AIM OF THE EXERCISE
Render all of the records below as a Markdown table with the columns Row and Text. Give each line its own numbered row, skip blank lines, and leave the pictures out.

RECORDS FOR THIS TASK
-=-=-

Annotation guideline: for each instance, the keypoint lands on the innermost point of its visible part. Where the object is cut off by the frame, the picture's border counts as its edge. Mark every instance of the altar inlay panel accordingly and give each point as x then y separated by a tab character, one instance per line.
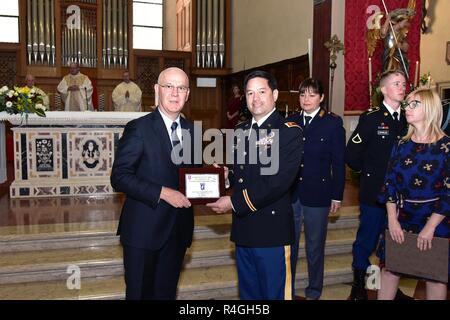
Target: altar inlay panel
66	153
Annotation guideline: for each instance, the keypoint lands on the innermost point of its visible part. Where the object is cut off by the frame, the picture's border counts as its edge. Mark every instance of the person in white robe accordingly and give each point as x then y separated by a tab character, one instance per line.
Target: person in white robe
76	90
127	96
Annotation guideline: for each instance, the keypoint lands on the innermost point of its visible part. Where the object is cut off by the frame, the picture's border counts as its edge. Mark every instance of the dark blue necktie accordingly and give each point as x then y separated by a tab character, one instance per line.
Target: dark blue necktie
307	121
173	135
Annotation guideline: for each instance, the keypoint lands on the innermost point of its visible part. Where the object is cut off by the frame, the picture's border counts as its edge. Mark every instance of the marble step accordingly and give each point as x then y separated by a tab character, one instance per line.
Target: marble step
16	267
79	235
218	282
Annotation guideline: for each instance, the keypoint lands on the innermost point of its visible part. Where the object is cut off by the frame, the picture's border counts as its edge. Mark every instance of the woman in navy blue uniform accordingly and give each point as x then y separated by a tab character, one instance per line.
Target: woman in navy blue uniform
417	180
319	187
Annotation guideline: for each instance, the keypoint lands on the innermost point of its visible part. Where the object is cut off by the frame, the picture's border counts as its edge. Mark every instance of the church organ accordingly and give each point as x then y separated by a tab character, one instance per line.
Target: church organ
98	35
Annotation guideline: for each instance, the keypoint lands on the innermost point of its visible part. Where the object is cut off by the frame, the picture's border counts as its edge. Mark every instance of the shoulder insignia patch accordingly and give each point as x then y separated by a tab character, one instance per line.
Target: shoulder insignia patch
357	139
333	114
373	110
292	125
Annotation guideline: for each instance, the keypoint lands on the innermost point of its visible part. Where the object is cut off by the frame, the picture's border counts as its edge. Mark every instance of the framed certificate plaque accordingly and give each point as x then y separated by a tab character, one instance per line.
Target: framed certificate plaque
202	185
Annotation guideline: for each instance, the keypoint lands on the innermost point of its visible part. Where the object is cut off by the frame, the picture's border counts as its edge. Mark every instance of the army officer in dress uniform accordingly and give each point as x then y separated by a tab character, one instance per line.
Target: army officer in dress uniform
368	152
319	188
262	223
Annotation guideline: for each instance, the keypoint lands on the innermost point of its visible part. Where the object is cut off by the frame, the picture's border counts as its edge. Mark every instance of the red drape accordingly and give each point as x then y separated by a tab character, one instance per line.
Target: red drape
94	94
356	56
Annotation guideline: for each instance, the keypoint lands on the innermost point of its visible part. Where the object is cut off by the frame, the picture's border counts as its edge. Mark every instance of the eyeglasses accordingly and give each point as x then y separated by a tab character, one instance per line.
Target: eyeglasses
171	87
398	84
411	104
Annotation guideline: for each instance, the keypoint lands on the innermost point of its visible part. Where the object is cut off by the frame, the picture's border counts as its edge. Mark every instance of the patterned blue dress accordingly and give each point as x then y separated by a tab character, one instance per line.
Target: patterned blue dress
421	172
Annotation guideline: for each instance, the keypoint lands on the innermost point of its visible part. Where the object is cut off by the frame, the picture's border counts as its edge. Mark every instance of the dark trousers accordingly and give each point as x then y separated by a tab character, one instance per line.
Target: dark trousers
315	221
372	221
153	274
264	273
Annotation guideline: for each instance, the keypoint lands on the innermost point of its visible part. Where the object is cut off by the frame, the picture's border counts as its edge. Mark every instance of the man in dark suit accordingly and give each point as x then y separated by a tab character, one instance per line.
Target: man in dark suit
156	224
319	187
368	152
262	224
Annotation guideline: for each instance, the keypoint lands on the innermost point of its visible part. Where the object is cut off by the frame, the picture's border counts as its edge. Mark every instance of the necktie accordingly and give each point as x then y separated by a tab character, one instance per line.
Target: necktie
307	121
395	115
173	135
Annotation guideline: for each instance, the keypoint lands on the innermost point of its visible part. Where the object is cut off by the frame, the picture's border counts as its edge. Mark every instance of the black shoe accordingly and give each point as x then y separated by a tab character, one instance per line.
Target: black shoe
401	296
358	286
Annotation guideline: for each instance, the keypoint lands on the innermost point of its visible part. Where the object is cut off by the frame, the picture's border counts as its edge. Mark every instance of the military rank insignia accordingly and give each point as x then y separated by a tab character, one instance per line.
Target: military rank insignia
357	139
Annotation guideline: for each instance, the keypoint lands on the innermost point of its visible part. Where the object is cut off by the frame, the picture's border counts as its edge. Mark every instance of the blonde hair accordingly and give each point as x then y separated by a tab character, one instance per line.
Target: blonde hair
432	109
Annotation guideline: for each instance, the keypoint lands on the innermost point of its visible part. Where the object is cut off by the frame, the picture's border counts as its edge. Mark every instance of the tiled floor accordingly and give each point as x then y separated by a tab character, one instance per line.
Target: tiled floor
84	209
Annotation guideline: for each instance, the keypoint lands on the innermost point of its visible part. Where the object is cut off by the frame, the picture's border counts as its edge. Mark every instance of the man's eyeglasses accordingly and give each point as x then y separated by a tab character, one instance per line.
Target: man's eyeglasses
171	87
411	104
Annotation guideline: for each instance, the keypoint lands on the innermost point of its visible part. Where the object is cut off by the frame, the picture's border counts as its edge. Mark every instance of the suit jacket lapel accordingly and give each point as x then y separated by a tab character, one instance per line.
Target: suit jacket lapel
160	131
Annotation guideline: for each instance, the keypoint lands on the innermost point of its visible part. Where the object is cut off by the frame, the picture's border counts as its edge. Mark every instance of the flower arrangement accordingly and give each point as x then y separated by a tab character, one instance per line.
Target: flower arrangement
21	100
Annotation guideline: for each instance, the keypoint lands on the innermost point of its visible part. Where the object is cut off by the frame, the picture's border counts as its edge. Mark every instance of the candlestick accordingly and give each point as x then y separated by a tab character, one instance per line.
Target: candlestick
310	51
416	75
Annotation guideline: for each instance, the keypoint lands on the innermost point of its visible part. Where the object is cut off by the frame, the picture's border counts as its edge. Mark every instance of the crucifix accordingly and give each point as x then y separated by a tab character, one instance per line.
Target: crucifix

-=-=-

EXERCISE ANSWER
| Row | Text |
|---|---|
| 1 | Annotation guideline: for each instance, the keypoint lands on the innermost point of its visible part. Where the object is cut off by the frame, the picture's border counts as its edge. Mark every instance of the altar inlay panel accordingly and give each point as x then y separated by a tab character, one instance per line. |
| 2 | Target: altar inlay panel |
| 3 | 66	153 |
| 4 | Annotation guideline: for each instance, the keypoint lands on the innermost point of its visible part. Where the object is cut off by the frame, the picture's border counts as its edge. Mark every instance of the person in white robe accordingly and give each point as x then y separated by a tab character, one instance per line. |
| 5 | Target: person in white robe |
| 6 | 76	90 |
| 7 | 127	96 |
| 8 | Annotation guideline: for each instance, the keypoint lands on the innermost point of its visible part. Where the object is cut off by the frame, the picture's border counts as its edge. Mark every instance of the dark blue necktie accordingly and give each point as x then y separated by a tab character, one instance per line. |
| 9 | Target: dark blue necktie |
| 10 | 307	121 |
| 11 | 173	135 |
| 12 | Annotation guideline: for each instance, the keypoint lands on the innermost point of its visible part. Where the object is cut off by the frame, the picture's border counts as its edge. Mark every instance of the marble step accordingly and give each point as x then y separated by a tab character, one instance per line. |
| 13 | Target: marble step |
| 14 | 16	267 |
| 15 | 79	235 |
| 16 | 218	282 |
| 17 | Annotation guideline: for each instance, the keypoint lands on the innermost point of its visible part. Where the object is cut off by the frame, the picture's border counts as its edge. Mark every instance of the woman in navy blue uniform accordingly and give each point as x then y separated by a tab character, one instance per line. |
| 18 | Target: woman in navy blue uniform |
| 19 | 417	180 |
| 20 | 319	187 |
| 21 | Annotation guideline: for each instance, the keypoint lands on the innermost point of its visible part. Where the object is cut off by the frame, the picture's border counts as its edge. Mark every instance of the church organ accordingly and give each point as x then y separated by a tab character, one instance per line. |
| 22 | Target: church organ |
| 23 | 98	35 |
| 24 | Annotation guideline: for each instance, the keypoint lands on the innermost point of its visible part. Where the object is cut off by the frame, the picture's border counts as its edge. Mark every instance of the shoulder insignia patch accordingly and give each point as x then y separated by a tab character, one instance per line. |
| 25 | Target: shoulder insignia patch |
| 26 | 357	139 |
| 27 | 333	114 |
| 28 | 373	110 |
| 29 | 292	125 |
| 30 | Annotation guideline: for each instance, the keypoint lands on the innermost point of its visible part. Where the object is cut off by the frame, the picture's border counts as its edge. Mark every instance of the framed certificate plaque accordingly and give each point as x then y separated by a tab character, one instance per line. |
| 31 | Target: framed certificate plaque |
| 32 | 202	185 |
| 33 | Annotation guideline: for each instance, the keypoint lands on the innermost point of its visible part. Where the object is cut off by the frame, the picture's border counts as its edge. Mark every instance of the army officer in dress uniform accordingly and give each point as x then y separated by a tab character, one instance per line. |
| 34 | Target: army officer in dress uniform |
| 35 | 368	152 |
| 36 | 319	188 |
| 37 | 262	223 |
| 38 | Annotation guideline: for each instance, the keypoint lands on the innermost point of its visible part. Where the object is cut off by the frame, the picture's border counts as its edge. Mark every instance of the red drape accordingly and give each point as x then y separated by a tab character, one instance per line. |
| 39 | Target: red drape |
| 40 | 94	94 |
| 41 | 356	56 |
| 42 | Annotation guideline: for each instance, the keypoint lands on the innermost point of its visible part. Where the object is cut off by the frame, the picture's border counts as its edge. Mark every instance of the eyeglasses accordingly and give each point as x then y separated by a tab character, one instance per line. |
| 43 | Target: eyeglasses |
| 44 | 171	87 |
| 45 | 398	84 |
| 46 | 411	104 |
| 47 | Annotation guideline: for each instance, the keypoint lands on the innermost point of its visible part. Where the object is cut off by the frame, the picture's border counts as its edge. Mark every instance of the patterned blue dress accordingly and give each point as x then y separated by a tab character, one instance per line. |
| 48 | Target: patterned blue dress |
| 49 | 421	172 |
| 50 | Annotation guideline: for each instance, the keypoint lands on the innermost point of its visible part. Where the object is cut off by the frame, the picture's border counts as its edge. Mark every instance of the dark trousers accordingly and give each point as x then y separated by a tab character, one instance per line. |
| 51 | Target: dark trousers |
| 52 | 315	221 |
| 53 | 372	221 |
| 54 | 153	274 |
| 55 | 264	273 |
| 56 | Annotation guideline: for each instance, the keypoint lands on the innermost point of its visible part. Where the object is cut off by the frame, the picture's border counts as its edge. Mark every instance of the man in dark suit accordingly and give each point as x then y separated by a tab character, one instance per line. |
| 57 | Target: man in dark suit |
| 58 | 156	224 |
| 59 | 319	187 |
| 60 | 368	152 |
| 61 | 262	224 |
| 62 | Annotation guideline: for each instance, the keypoint lands on the innermost point of its visible part. Where the object is cut off by the frame, the picture's border counts as its edge. Mark every instance of the necktie accordingly and give each point as x then y separated by a tab character, one instance per line. |
| 63 | Target: necktie |
| 64 | 307	121 |
| 65 | 395	115 |
| 66 | 173	135 |
| 67 | Annotation guideline: for each instance, the keypoint lands on the innermost point of its visible part. Where the object is cut off by the frame, the picture's border counts as its edge. Mark every instance of the black shoe accordingly and give each point as x then y separated by a tab character, one instance per line. |
| 68 | Target: black shoe |
| 69 | 401	296 |
| 70 | 358	286 |
| 71 | Annotation guideline: for each instance, the keypoint lands on the innermost point of its visible part. Where the object is cut off by the frame, the picture's border counts as its edge. Mark every instance of the military rank insignia accordingly and give each point as x then y separated by a tab character, one instance per line. |
| 72 | Target: military rank insignia |
| 73 | 357	139 |
| 74 | Annotation guideline: for each instance, the keypoint lands on the innermost point of its visible part. Where the object is cut off by the frame, the picture's border counts as its edge. Mark every instance of the blonde hair accordingly and give each point as x then y separated by a tab character, one instance per line. |
| 75 | Target: blonde hair |
| 76 | 432	109 |
| 77 | Annotation guideline: for each instance, the keypoint lands on the innermost point of its visible part. Where the object is cut off by the frame, the picture's border counts as its edge. Mark every instance of the tiled floor accordingly and give each point as x then y separated by a tab character, one instance per line. |
| 78 | Target: tiled floor |
| 79 | 84	209 |
| 80 | Annotation guideline: for each instance, the keypoint lands on the innermost point of its visible part. Where the object is cut off by the frame, the picture's border counts as its edge. Mark every instance of the man's eyeglasses accordingly and give each point as x then y separated by a tab character, one instance per line. |
| 81 | Target: man's eyeglasses |
| 82 | 171	87 |
| 83 | 411	104 |
| 84 | Annotation guideline: for each instance, the keypoint lands on the innermost point of its visible part. Where the object is cut off by the frame, the picture's border counts as its edge. Mark every instance of the suit jacket lapel accordingly and give each point as x then y separated by a tab character, one instance per line. |
| 85 | Target: suit jacket lapel |
| 86 | 160	131 |
| 87 | Annotation guideline: for each instance, the keypoint lands on the innermost point of its visible part. Where the object is cut off by the frame, the picture's border counts as its edge. Mark every instance of the flower arrangement accordingly and give each point as x then y separated by a tab character, one instance per line. |
| 88 | Target: flower arrangement |
| 89 | 21	100 |
| 90 | Annotation guideline: for each instance, the keypoint lands on the innermost point of its visible part. Where the object is cut off by the frame, the picture's border counts as its edge. Mark every instance of the candlestick accordingly and give each point as x then y separated by a tab character, one instance per line. |
| 91 | Target: candlestick |
| 92 | 310	51 |
| 93 | 416	75 |
| 94 | Annotation guideline: for each instance, the keypoint lands on the innermost point of its visible part. Where the object is cut off by the frame, the picture's border counts as its edge. Mark every instance of the crucifix accordingly and give each point as x then y separated by a tab character, one instance per line. |
| 95 | Target: crucifix |